OBJECTIVE
Reproduce the material below, changing every instance of "bare tree canopy" to "leafless tree crown" and leaving everything else unchanged.

--- Start DATA SUPPLIED ---

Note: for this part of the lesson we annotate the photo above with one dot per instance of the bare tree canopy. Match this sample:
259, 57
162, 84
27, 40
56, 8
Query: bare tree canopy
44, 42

--- End DATA SUPPLIED ---

ANSWER TO THE EXERCISE
Note: for this part of the lesson we annotate the photo above with one dot per instance of the leafless tree crown. Match this sample:
259, 57
162, 84
27, 40
56, 8
Query: leafless tree crown
44, 42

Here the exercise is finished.